== Pagina
Attivai le mie conoscenze teatrali per arrivare ad un giornalista famoso, tanto per capire come muovermi. Gli telefonai e lui mi rispose molto gentilmente, dandomi appuntamento nella sede della RAI di Roma. Qui sorse il primo problema: cosa gli racconto? "Scusi, signor giornalista, mi sono sognata il signor Tal dei Tali, saprebbe dirmi come raggiungerlo?". No, non funzionava proprio. E poi la mia dignità dove la mettevo? potevo finire in mezzo alle ragazzine urlanti in cerca di un autografo? ma non se ne parlava proprio.

 

Così mi inventai una storia, molto plausibile, ovviamente. Raccontai che facevo parte di un gruppo di studenti universitari che aveva deciso di fondare un giornale e che  per partire alla grande voleva realizzare un'intervista  che facesse veramente scalpore, uno "scoop", per usare un termine un po' demodée ...

 

Funzionò alla grande. Il giornalista famoso mi mise in contatto con un altro giornalista famoso, sportivo stavolta, che mi mise a sua volta in contatto con la RAI di Cagliari. Io telefonai a loro e loro mi diedero il numero di telefono dell'allenatore della squadra. Salutai tutti cordialmente e me ne tornai a casa.

Il giorno dopo, nascosta in un angolo del corridoio dove non mi potessero sentire i miei genitori, (mi serviva un po' di privacy e molto coraggio...)  chiamai l'allenatore, gli spiegai del giornale e dell'intervista e questo fu più o meno il nostro dialogo: 

"Bene signorina, noi ci alleniamo tutti i giorni allo stadio. Venga pure lì e ci vedremo."

Io, ad occhi sbarrati che per fortuna al telefono non si vedevano: "Ma pensa che potrò fare quest'intervista?"

"Ma certo, è nostro dovere rispondere alle domande dei giornalisti. Allora, ci vediamo venerdì?"

Ed io "Sì. sì, venerdì va benissimo."

" Bene, a venerdì allora!"

"A venerdì."

 

Non ricordo granché di quel che successe dopo. so solo che andai di là da mia madre e dissi: "Io domani parto per Cagliari." E mamma: "Perché?" "Ho un'intervista con un calciatore. " E lei: "Ah, va bene." Stop. Non ricordo altro.
====
== Estratti dei dati
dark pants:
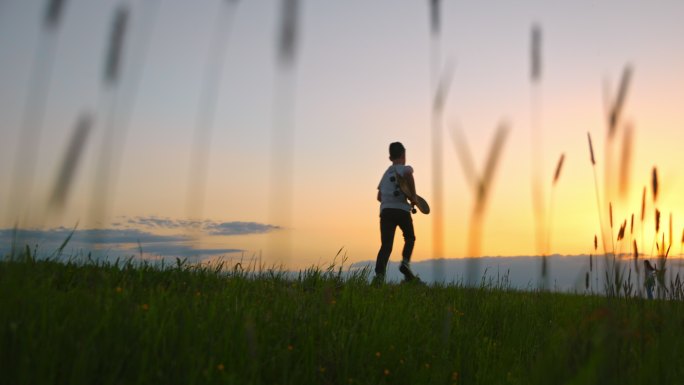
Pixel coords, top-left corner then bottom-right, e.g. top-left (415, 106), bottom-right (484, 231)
top-left (375, 209), bottom-right (416, 275)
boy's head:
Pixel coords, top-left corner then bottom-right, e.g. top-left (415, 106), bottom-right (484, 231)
top-left (390, 142), bottom-right (406, 162)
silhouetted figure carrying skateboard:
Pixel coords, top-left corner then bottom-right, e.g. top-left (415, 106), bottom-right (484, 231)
top-left (373, 142), bottom-right (430, 284)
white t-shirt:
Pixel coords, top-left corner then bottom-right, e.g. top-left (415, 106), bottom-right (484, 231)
top-left (378, 164), bottom-right (413, 212)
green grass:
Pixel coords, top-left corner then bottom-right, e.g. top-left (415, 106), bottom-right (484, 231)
top-left (0, 250), bottom-right (684, 384)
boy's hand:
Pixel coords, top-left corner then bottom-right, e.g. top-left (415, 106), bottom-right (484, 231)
top-left (409, 195), bottom-right (418, 206)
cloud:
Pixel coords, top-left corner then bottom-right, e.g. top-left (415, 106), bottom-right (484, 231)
top-left (0, 227), bottom-right (244, 257)
top-left (204, 222), bottom-right (280, 235)
top-left (126, 216), bottom-right (281, 236)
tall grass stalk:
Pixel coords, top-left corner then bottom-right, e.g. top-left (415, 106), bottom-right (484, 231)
top-left (541, 154), bottom-right (565, 288)
top-left (48, 113), bottom-right (93, 213)
top-left (186, 1), bottom-right (235, 224)
top-left (88, 4), bottom-right (130, 225)
top-left (587, 132), bottom-right (612, 257)
top-left (429, 0), bottom-right (452, 278)
top-left (452, 123), bottom-right (509, 285)
top-left (5, 0), bottom-right (66, 226)
top-left (269, 0), bottom-right (301, 260)
top-left (530, 24), bottom-right (548, 258)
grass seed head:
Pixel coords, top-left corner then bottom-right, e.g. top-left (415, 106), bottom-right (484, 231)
top-left (641, 186), bottom-right (646, 223)
top-left (608, 64), bottom-right (632, 138)
top-left (618, 220), bottom-right (627, 241)
top-left (608, 202), bottom-right (613, 229)
top-left (430, 0), bottom-right (440, 37)
top-left (619, 124), bottom-right (634, 198)
top-left (43, 0), bottom-right (66, 30)
top-left (632, 239), bottom-right (639, 259)
top-left (278, 0), bottom-right (299, 66)
top-left (669, 213), bottom-right (672, 246)
top-left (651, 167), bottom-right (658, 202)
top-left (104, 5), bottom-right (128, 84)
top-left (530, 25), bottom-right (542, 83)
top-left (587, 132), bottom-right (596, 166)
top-left (553, 154), bottom-right (565, 184)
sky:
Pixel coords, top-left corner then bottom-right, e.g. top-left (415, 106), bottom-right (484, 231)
top-left (0, 0), bottom-right (684, 267)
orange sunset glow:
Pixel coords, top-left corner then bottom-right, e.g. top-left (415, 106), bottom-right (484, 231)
top-left (0, 0), bottom-right (684, 268)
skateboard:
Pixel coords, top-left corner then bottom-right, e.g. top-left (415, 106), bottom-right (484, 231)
top-left (395, 173), bottom-right (430, 214)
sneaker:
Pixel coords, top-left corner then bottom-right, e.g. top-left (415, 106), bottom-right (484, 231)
top-left (399, 262), bottom-right (419, 282)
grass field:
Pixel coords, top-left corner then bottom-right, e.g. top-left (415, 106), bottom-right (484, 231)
top-left (0, 250), bottom-right (684, 384)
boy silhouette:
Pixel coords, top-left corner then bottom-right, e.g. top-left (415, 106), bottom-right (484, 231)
top-left (373, 142), bottom-right (420, 284)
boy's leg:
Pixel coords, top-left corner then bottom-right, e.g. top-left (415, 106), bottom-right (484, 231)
top-left (375, 209), bottom-right (397, 277)
top-left (398, 212), bottom-right (416, 264)
top-left (399, 212), bottom-right (416, 281)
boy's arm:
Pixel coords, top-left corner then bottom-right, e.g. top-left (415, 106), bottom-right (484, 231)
top-left (404, 167), bottom-right (418, 205)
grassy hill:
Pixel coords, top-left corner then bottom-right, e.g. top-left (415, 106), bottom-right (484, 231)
top-left (0, 253), bottom-right (684, 384)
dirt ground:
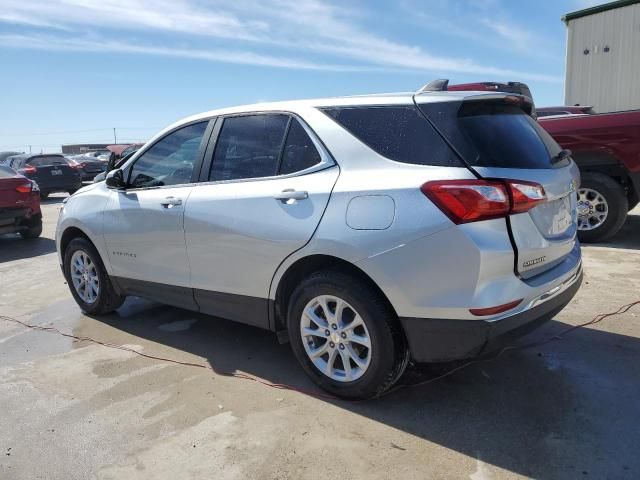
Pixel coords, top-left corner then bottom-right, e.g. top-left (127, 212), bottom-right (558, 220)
top-left (0, 196), bottom-right (640, 480)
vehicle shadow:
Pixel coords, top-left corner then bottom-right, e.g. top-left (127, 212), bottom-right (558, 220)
top-left (90, 299), bottom-right (640, 478)
top-left (589, 209), bottom-right (640, 250)
top-left (0, 234), bottom-right (56, 263)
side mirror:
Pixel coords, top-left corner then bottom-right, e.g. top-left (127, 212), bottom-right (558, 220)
top-left (105, 168), bottom-right (127, 190)
top-left (107, 154), bottom-right (116, 172)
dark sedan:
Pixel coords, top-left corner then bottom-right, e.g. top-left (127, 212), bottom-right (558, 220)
top-left (67, 155), bottom-right (107, 181)
top-left (4, 153), bottom-right (82, 198)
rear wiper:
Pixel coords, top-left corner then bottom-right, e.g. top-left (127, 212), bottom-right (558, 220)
top-left (551, 148), bottom-right (571, 165)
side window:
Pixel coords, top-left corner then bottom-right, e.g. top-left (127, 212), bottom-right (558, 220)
top-left (209, 114), bottom-right (289, 181)
top-left (129, 121), bottom-right (209, 188)
top-left (279, 118), bottom-right (322, 175)
top-left (322, 105), bottom-right (464, 167)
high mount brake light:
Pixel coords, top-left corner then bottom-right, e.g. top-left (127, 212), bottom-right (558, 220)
top-left (16, 182), bottom-right (33, 193)
top-left (18, 165), bottom-right (38, 174)
top-left (420, 179), bottom-right (546, 224)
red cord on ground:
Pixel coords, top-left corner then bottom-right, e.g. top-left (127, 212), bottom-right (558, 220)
top-left (0, 300), bottom-right (640, 400)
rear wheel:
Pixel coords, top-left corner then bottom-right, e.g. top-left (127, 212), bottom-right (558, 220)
top-left (287, 270), bottom-right (408, 399)
top-left (64, 238), bottom-right (126, 315)
top-left (578, 172), bottom-right (629, 243)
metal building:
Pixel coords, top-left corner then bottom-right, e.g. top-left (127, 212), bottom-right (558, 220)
top-left (562, 0), bottom-right (640, 113)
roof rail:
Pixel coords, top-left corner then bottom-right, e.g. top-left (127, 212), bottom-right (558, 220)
top-left (418, 78), bottom-right (449, 92)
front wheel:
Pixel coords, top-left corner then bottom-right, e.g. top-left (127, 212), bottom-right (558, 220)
top-left (287, 270), bottom-right (409, 399)
top-left (64, 238), bottom-right (125, 315)
top-left (578, 172), bottom-right (629, 243)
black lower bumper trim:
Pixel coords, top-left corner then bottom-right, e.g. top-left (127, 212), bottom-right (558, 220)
top-left (400, 271), bottom-right (582, 363)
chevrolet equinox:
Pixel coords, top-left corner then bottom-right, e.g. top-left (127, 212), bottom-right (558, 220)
top-left (56, 91), bottom-right (582, 398)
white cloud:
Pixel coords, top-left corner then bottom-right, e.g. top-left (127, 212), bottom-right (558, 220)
top-left (0, 0), bottom-right (562, 83)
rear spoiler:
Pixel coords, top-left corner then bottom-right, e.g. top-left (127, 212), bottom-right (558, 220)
top-left (462, 93), bottom-right (536, 118)
top-left (416, 78), bottom-right (449, 93)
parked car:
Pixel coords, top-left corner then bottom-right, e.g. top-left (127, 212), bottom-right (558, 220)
top-left (4, 153), bottom-right (82, 198)
top-left (67, 155), bottom-right (108, 181)
top-left (82, 148), bottom-right (111, 158)
top-left (0, 152), bottom-right (20, 165)
top-left (536, 105), bottom-right (596, 118)
top-left (56, 88), bottom-right (582, 398)
top-left (539, 111), bottom-right (640, 242)
top-left (0, 165), bottom-right (42, 238)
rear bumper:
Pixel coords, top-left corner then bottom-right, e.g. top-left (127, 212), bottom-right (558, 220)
top-left (400, 267), bottom-right (582, 363)
top-left (0, 208), bottom-right (42, 235)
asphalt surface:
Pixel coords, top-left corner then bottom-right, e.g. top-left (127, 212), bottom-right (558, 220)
top-left (0, 196), bottom-right (640, 480)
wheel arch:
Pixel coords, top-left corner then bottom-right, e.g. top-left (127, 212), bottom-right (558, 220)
top-left (60, 226), bottom-right (92, 258)
top-left (272, 254), bottom-right (397, 331)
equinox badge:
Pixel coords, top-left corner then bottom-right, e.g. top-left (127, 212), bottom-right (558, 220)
top-left (522, 257), bottom-right (547, 268)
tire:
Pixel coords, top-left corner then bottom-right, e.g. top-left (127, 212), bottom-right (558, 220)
top-left (578, 172), bottom-right (629, 243)
top-left (287, 270), bottom-right (409, 399)
top-left (20, 218), bottom-right (42, 240)
top-left (63, 238), bottom-right (126, 315)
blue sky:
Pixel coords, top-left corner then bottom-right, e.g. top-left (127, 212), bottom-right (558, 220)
top-left (0, 0), bottom-right (600, 152)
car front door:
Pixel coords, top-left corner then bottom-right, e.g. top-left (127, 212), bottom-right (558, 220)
top-left (103, 121), bottom-right (209, 306)
top-left (185, 114), bottom-right (339, 328)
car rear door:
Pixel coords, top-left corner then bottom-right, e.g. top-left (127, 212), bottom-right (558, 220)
top-left (185, 114), bottom-right (339, 327)
top-left (420, 95), bottom-right (580, 278)
top-left (103, 121), bottom-right (209, 306)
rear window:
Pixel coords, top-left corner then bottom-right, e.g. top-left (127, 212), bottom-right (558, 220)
top-left (458, 102), bottom-right (561, 169)
top-left (27, 155), bottom-right (69, 167)
top-left (322, 106), bottom-right (463, 167)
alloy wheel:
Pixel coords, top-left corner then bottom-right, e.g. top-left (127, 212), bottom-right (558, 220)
top-left (578, 188), bottom-right (609, 230)
top-left (300, 295), bottom-right (371, 382)
top-left (70, 250), bottom-right (100, 304)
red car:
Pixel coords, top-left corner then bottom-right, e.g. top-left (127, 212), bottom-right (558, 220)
top-left (536, 105), bottom-right (596, 118)
top-left (422, 79), bottom-right (640, 242)
top-left (0, 165), bottom-right (42, 238)
top-left (538, 110), bottom-right (640, 242)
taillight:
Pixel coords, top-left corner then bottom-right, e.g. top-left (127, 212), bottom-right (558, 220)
top-left (18, 165), bottom-right (38, 175)
top-left (16, 182), bottom-right (32, 193)
top-left (420, 180), bottom-right (509, 224)
top-left (420, 179), bottom-right (546, 224)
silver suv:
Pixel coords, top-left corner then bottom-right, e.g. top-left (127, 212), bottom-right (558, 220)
top-left (56, 88), bottom-right (582, 398)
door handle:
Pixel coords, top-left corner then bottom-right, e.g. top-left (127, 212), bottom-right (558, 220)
top-left (273, 188), bottom-right (309, 203)
top-left (160, 197), bottom-right (182, 208)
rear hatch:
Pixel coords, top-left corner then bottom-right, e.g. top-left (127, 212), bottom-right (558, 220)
top-left (27, 155), bottom-right (78, 188)
top-left (416, 94), bottom-right (580, 278)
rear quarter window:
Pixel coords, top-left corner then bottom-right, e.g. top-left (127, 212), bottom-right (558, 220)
top-left (321, 105), bottom-right (463, 167)
top-left (458, 102), bottom-right (560, 169)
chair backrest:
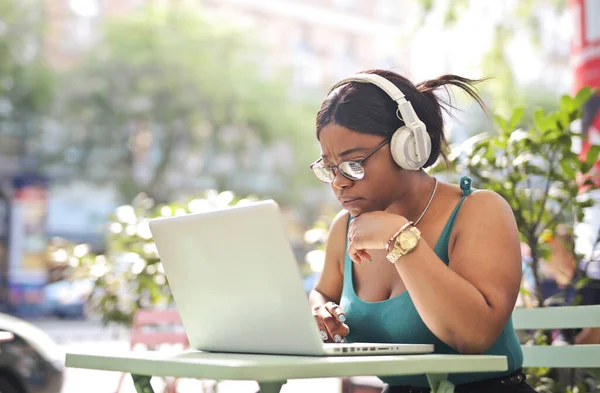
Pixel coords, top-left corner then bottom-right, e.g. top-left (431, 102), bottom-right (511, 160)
top-left (131, 309), bottom-right (189, 349)
top-left (512, 305), bottom-right (600, 368)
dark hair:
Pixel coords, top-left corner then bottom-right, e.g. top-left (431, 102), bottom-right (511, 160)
top-left (317, 70), bottom-right (485, 167)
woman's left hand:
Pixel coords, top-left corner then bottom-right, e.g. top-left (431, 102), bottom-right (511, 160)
top-left (348, 211), bottom-right (408, 263)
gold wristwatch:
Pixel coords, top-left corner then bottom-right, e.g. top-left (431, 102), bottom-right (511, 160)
top-left (385, 221), bottom-right (421, 263)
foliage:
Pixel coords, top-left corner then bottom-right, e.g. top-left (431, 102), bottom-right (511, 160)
top-left (67, 190), bottom-right (256, 326)
top-left (55, 2), bottom-right (315, 201)
top-left (432, 88), bottom-right (600, 391)
top-left (419, 0), bottom-right (568, 115)
top-left (433, 88), bottom-right (600, 303)
top-left (0, 0), bottom-right (53, 170)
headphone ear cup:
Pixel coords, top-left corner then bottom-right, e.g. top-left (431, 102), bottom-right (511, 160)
top-left (390, 126), bottom-right (431, 171)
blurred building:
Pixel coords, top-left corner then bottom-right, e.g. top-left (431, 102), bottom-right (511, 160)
top-left (44, 0), bottom-right (418, 90)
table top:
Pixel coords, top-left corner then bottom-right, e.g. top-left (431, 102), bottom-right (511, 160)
top-left (66, 350), bottom-right (508, 381)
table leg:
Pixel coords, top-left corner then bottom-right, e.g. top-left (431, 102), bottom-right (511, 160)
top-left (258, 381), bottom-right (287, 393)
top-left (131, 374), bottom-right (154, 393)
top-left (427, 374), bottom-right (454, 393)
====
▶ **I tuoi compiti**:
a) Ripeti parola per parola il brano della pagina che si apre con le parole contenenti "Attivai le mie" e si chiude con "po' demodée ...".
b) Traduci in inglese questa frase del racconto sull'intervista al calciatore: "Salutai tutti cordialmente e me ne tornai a casa."
c) Riprendi il racconto sull'intervista al calciatore a partire dall'ultima frase della pagina.

▶ **Risposte**:
a)
Attivai le mie conoscenze teatrali per arrivare ad un giornalista famoso, tanto per capire come muovermi. Gli telefonai e lui mi rispose molto gentilmente, dandomi appuntamento nella sede della RAI di Roma. Qui sorse il primo problema: cosa gli racconto? "Scusi, signor giornalista, mi sono sognata il signor Tal dei Tali, saprebbe dirmi come raggiungerlo?". No, non funzionava proprio. E poi la mia dignità dove la mettevo? potevo finire in mezzo alle ragazzine urlanti in cerca di un autografo? ma non se ne parlava proprio.

 

Così mi inventai una storia, molto plausibile, ovviamente. Raccontai che facevo parte di un gruppo di studenti universitari che aveva deciso di fondare un giornale e che  per partire alla grande voleva realizzare un'intervista  che facesse veramente scalpore, uno "scoop", per usare un termine un po' demodée ...

b) I said a cordial goodbye to everyone and went back home.

c)
So solo che io non avevo mai viaggiato da sola in aereo, eppure prenotai un biglietto, anche ad un buon prezzo, tra l'altro. So anche che prenotai un albergo. Non so come, non c'era Internet allora. So che feci una valigia ed uno o due giorni dopo, non ricordo esattamente (non ricordo nemmeno se era proprio venerdì, so solo che erano i primi di aprile) presi l'aereo ed arrivai per la prima volta in Sardegna, a Cagliari. Credo che presi un taxi ed arrivai in albergo, dopodiché i ricordi si fanno un pochino più nitidi. 

Appena arrivata sistemai le mie cose ed ebbi l'idea di chiamare la RAI, se non altro per ringraziare. Non l'avessi mai fatto! Mi risposero con grande entusiasmo, e dissero che volevano conoscere la loro giovane collega. “Anzi, dato che domani dobbiamo comunque andare allo stadio per un servizio, perché non vieni prima qui, così andiamo tutti insieme?”

 

Oh Santo Cielo, ma ero proprio sicura che stesse capitando tutto questo proprio a me? Pareva di sì... 

Sperimentai allora in maniera molto chiara quello che avevo cominciato a capire di me solo vagamente a scuola ai tempi delle interrogazioni, ma che sarebbe diventata una mia caratteristica molto spiccata. Io posso parlare di fronte a migliaia di persone, a braccio, senza battere ciglio. Di fronte ad un impegno molto importante, che esula dalla quotidianità, io divento freddissima. Apparentemente. In realtà ho lo stomaco che si contorce ed i sudori freddi, ma riesco ad apparire tranquillissima. Anche perché sono emozionata, è vero, ma non ho paura.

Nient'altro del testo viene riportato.